> [Your goal] Whenever a line in this data holds the word "cassock", report that line in full.

[Extracted information Boundary: Start]

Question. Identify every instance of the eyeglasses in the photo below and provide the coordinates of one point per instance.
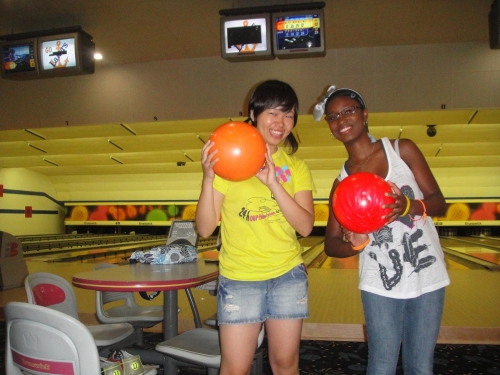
(347, 111)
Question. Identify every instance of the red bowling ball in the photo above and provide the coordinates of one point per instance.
(357, 202)
(241, 151)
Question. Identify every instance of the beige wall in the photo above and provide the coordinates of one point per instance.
(397, 78)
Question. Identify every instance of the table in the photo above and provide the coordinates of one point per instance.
(152, 277)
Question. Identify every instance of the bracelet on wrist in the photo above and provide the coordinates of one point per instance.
(407, 209)
(424, 215)
(362, 246)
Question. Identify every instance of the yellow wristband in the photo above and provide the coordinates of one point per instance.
(362, 246)
(407, 209)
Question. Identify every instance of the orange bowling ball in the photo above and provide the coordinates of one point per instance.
(241, 151)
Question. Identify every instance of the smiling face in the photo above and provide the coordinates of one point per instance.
(275, 125)
(351, 121)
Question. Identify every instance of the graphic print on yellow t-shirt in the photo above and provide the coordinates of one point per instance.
(261, 209)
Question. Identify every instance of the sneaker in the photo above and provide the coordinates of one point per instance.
(110, 368)
(130, 364)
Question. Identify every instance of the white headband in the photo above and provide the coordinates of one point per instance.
(319, 109)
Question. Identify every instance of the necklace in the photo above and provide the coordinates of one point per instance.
(361, 166)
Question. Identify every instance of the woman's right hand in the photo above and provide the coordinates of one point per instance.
(208, 160)
(355, 239)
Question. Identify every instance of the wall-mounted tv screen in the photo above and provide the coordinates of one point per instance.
(246, 37)
(299, 33)
(66, 54)
(19, 59)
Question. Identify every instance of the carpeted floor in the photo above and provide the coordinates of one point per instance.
(349, 358)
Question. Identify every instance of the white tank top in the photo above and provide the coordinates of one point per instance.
(404, 259)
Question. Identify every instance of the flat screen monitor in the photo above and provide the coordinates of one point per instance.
(66, 54)
(299, 33)
(19, 59)
(246, 37)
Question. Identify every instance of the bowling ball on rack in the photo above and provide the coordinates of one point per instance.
(357, 202)
(241, 151)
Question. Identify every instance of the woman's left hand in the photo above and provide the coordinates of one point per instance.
(399, 205)
(267, 175)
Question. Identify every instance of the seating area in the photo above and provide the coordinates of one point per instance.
(122, 320)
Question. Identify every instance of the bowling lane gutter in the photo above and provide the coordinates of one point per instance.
(489, 265)
(314, 257)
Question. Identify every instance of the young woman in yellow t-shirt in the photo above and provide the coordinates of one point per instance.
(262, 277)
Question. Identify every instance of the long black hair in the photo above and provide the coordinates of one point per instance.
(275, 94)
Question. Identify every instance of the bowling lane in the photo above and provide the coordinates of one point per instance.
(315, 257)
(486, 250)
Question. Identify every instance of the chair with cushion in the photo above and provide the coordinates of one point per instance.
(52, 291)
(200, 346)
(41, 340)
(128, 310)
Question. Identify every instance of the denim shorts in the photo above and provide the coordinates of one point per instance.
(284, 297)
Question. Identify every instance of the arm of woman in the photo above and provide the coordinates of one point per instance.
(210, 201)
(335, 245)
(297, 210)
(434, 201)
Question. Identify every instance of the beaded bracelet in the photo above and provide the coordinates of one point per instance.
(407, 209)
(424, 215)
(362, 246)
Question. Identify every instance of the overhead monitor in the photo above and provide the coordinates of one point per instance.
(299, 33)
(66, 54)
(19, 59)
(246, 37)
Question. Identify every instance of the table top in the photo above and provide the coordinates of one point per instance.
(148, 277)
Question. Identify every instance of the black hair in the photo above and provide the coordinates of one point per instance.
(274, 94)
(346, 93)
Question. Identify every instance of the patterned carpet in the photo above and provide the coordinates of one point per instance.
(349, 358)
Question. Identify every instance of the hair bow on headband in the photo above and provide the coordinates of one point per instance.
(319, 109)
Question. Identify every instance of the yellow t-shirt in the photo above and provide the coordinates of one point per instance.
(257, 241)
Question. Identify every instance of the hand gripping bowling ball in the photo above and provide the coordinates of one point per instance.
(357, 202)
(241, 151)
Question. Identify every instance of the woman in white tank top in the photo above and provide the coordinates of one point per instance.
(402, 269)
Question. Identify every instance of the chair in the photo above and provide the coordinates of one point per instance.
(200, 346)
(41, 338)
(49, 290)
(129, 311)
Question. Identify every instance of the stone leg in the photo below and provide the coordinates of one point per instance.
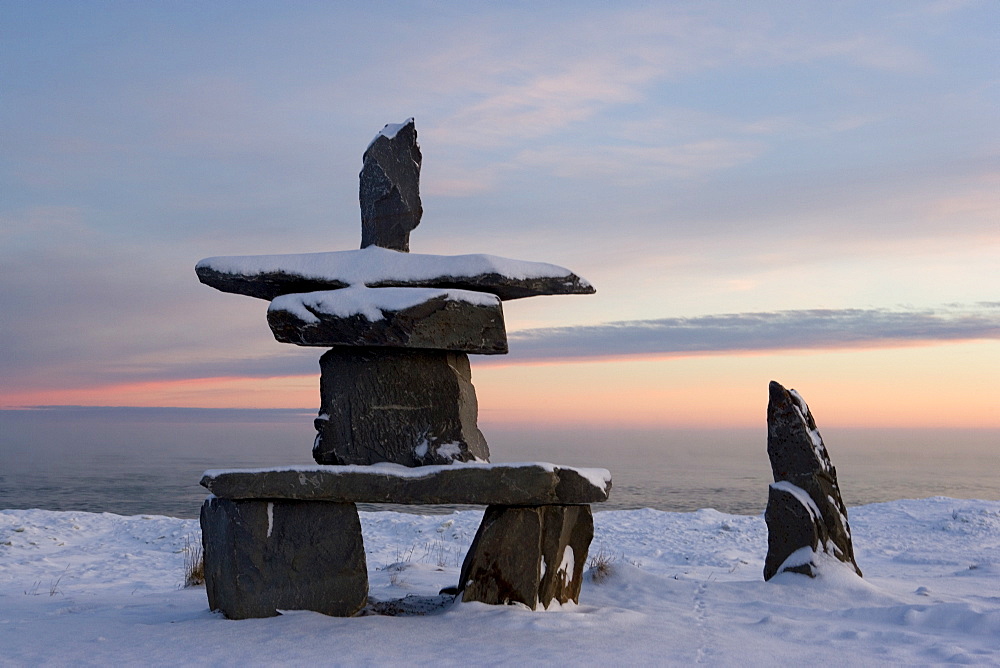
(264, 556)
(528, 554)
(409, 407)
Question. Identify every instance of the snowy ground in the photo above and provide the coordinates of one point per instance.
(100, 589)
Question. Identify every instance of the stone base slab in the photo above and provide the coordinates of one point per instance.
(530, 484)
(530, 555)
(263, 556)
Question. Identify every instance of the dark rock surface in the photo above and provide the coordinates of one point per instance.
(438, 323)
(804, 507)
(503, 484)
(529, 555)
(410, 407)
(390, 188)
(264, 556)
(270, 284)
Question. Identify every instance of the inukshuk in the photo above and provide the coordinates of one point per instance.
(395, 387)
(396, 384)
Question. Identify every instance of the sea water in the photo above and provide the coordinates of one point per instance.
(133, 461)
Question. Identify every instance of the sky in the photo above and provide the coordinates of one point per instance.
(803, 192)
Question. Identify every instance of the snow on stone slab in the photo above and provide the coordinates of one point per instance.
(533, 483)
(267, 276)
(371, 303)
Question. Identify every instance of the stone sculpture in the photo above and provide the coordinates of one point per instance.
(395, 391)
(395, 384)
(805, 514)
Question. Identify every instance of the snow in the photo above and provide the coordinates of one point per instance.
(597, 477)
(390, 130)
(371, 303)
(99, 589)
(802, 496)
(373, 265)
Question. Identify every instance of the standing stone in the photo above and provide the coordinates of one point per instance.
(805, 514)
(409, 407)
(390, 188)
(528, 554)
(265, 556)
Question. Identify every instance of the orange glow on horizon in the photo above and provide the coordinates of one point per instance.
(939, 386)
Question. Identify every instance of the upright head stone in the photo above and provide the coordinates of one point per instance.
(390, 188)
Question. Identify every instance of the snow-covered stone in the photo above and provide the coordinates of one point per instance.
(533, 483)
(459, 320)
(268, 276)
(390, 188)
(805, 512)
(529, 555)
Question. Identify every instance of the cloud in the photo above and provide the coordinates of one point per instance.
(766, 331)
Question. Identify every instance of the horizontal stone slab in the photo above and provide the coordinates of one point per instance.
(269, 276)
(459, 320)
(463, 483)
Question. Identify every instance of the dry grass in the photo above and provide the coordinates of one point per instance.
(194, 564)
(601, 565)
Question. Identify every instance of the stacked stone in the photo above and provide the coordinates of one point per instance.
(396, 385)
(396, 388)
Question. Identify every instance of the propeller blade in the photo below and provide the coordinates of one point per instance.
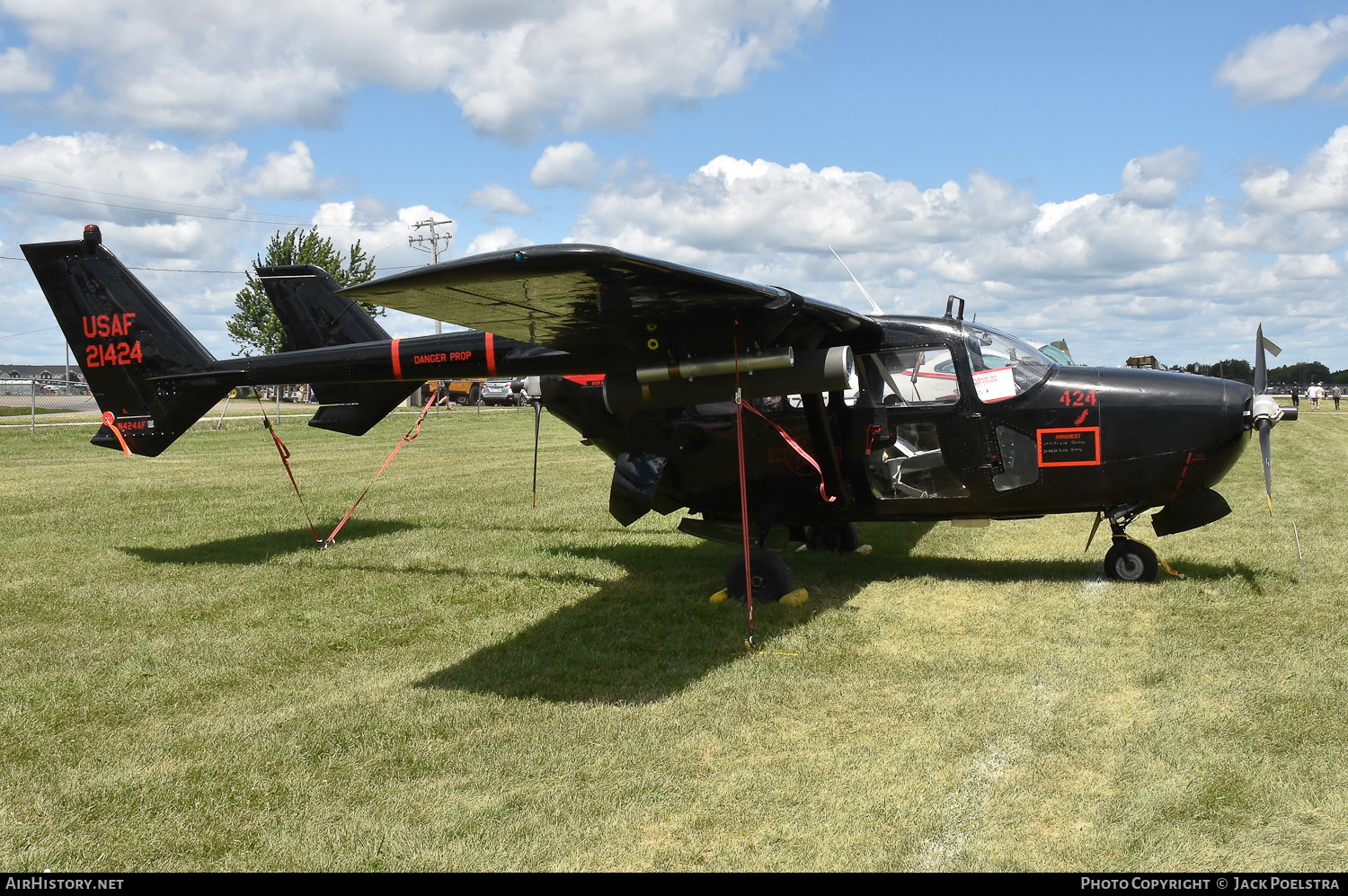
(1261, 368)
(538, 421)
(1266, 450)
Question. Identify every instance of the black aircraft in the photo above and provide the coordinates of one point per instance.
(767, 417)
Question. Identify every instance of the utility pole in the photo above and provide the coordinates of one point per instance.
(430, 243)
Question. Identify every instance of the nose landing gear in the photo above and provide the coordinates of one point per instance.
(1127, 559)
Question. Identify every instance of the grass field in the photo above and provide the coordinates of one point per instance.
(466, 682)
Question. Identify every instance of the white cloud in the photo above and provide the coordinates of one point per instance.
(569, 164)
(1156, 181)
(515, 69)
(124, 181)
(499, 200)
(1124, 262)
(286, 175)
(1320, 185)
(1286, 64)
(495, 240)
(19, 73)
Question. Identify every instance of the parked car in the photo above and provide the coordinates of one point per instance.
(501, 393)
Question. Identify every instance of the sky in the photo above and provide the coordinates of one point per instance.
(1135, 178)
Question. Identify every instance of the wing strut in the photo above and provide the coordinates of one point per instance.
(744, 494)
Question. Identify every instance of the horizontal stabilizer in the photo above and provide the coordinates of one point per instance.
(313, 317)
(355, 407)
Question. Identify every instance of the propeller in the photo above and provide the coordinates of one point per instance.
(1266, 410)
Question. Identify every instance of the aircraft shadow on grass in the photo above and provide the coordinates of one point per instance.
(646, 637)
(261, 546)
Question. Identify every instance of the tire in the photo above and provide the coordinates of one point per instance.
(771, 580)
(1130, 561)
(838, 537)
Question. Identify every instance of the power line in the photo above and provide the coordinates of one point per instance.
(277, 220)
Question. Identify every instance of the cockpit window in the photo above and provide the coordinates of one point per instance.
(909, 377)
(1003, 367)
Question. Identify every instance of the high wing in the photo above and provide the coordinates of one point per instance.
(604, 305)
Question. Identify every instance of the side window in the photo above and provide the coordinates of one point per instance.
(1002, 366)
(921, 377)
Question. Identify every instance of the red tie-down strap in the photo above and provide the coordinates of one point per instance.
(285, 458)
(111, 422)
(412, 434)
(795, 447)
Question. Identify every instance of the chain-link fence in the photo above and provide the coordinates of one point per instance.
(32, 404)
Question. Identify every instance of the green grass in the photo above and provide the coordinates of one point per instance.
(469, 682)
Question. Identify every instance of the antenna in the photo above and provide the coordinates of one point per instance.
(874, 306)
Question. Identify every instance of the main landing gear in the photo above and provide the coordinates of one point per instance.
(1129, 561)
(768, 574)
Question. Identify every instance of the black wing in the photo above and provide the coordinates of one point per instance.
(596, 302)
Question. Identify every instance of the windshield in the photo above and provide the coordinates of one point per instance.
(1003, 366)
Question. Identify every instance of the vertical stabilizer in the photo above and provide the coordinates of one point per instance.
(124, 342)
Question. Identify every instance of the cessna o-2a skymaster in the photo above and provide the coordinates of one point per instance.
(767, 415)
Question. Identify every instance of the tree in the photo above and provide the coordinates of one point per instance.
(255, 326)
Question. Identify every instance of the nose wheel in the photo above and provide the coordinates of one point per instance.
(1129, 561)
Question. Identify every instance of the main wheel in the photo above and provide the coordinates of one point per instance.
(1130, 561)
(767, 572)
(832, 537)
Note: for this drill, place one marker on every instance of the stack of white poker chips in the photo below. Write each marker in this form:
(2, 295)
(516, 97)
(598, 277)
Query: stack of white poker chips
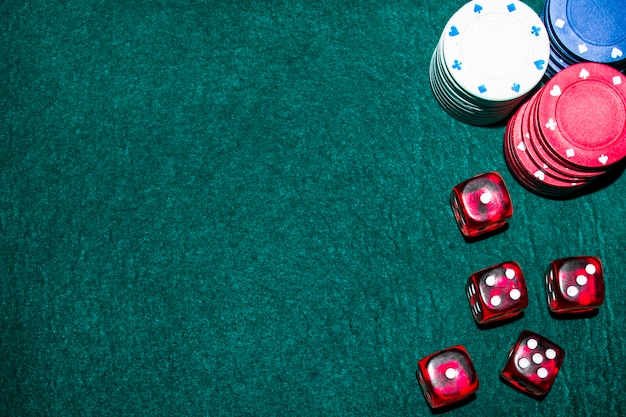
(490, 56)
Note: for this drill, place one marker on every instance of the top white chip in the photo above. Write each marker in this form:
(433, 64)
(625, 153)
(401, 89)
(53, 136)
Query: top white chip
(496, 50)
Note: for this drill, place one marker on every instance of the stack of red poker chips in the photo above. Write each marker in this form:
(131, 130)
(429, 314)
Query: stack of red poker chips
(571, 131)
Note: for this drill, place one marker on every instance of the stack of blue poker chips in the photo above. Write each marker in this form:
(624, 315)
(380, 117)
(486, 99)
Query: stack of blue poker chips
(585, 31)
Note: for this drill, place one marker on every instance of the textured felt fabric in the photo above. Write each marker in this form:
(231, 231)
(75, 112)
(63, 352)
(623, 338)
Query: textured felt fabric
(240, 208)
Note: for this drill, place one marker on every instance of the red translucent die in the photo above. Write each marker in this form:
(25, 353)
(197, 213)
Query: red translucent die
(481, 204)
(447, 376)
(533, 364)
(497, 293)
(575, 284)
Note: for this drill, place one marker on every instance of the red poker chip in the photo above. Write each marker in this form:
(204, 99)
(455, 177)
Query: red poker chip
(530, 175)
(541, 153)
(572, 112)
(537, 173)
(531, 143)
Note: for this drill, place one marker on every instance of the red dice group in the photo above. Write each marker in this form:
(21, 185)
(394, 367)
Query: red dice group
(573, 286)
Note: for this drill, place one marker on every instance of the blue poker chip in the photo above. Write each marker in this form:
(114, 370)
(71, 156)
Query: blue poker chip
(588, 30)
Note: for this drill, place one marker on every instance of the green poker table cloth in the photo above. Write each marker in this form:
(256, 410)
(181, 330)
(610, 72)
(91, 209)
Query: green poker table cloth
(240, 208)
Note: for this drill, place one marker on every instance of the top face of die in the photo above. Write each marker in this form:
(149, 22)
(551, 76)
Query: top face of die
(534, 363)
(575, 284)
(497, 293)
(448, 376)
(503, 287)
(481, 204)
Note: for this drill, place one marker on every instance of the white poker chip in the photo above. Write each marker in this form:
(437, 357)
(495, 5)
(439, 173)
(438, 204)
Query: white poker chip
(496, 50)
(491, 54)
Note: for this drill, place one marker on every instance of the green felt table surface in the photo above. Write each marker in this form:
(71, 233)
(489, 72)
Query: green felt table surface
(240, 208)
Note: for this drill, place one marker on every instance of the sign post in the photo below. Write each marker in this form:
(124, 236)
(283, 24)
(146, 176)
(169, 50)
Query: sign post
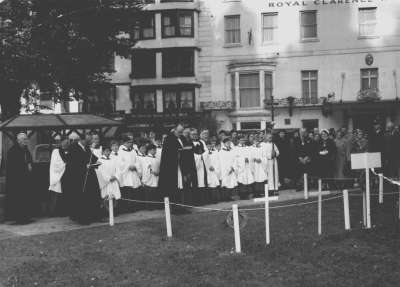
(366, 161)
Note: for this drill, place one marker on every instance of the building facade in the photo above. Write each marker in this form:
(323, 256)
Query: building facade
(244, 63)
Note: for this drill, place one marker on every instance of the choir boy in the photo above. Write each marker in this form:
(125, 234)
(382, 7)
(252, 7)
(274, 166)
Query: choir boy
(142, 157)
(228, 170)
(128, 173)
(244, 168)
(271, 153)
(107, 175)
(258, 163)
(114, 149)
(150, 172)
(213, 172)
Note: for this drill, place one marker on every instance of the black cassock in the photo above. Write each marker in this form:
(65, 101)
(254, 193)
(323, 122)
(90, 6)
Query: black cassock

[Extracted information Boundary: End]

> [Result of the task]
Note: for this drill, place one marker on every instance of the black cassock in the photo above. Write each marker in this form:
Query: black cassock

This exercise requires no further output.